### Goal of the exercise
Reproduce the material starting at the line containing "obj=white door | src=image_below" and ending at the end of the material, requests included. Shift every bounding-box coordinate in the answers up by 27, and leave the requests and their format samples unchanged.

### Records for this task
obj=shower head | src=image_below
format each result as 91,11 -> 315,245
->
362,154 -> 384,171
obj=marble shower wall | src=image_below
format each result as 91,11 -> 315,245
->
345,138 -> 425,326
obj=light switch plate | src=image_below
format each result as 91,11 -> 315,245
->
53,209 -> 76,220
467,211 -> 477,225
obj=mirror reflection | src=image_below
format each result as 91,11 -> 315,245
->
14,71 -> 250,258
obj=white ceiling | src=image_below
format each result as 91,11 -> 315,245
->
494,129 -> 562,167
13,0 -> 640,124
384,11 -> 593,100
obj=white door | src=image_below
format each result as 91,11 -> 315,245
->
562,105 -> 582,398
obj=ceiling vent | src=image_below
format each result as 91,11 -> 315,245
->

### Solution for this exercise
obj=white door | src=image_below
format each result as 91,11 -> 315,245
->
589,132 -> 609,425
obj=ceiling vent | src=image_below
format each result as 91,11 -> 315,245
->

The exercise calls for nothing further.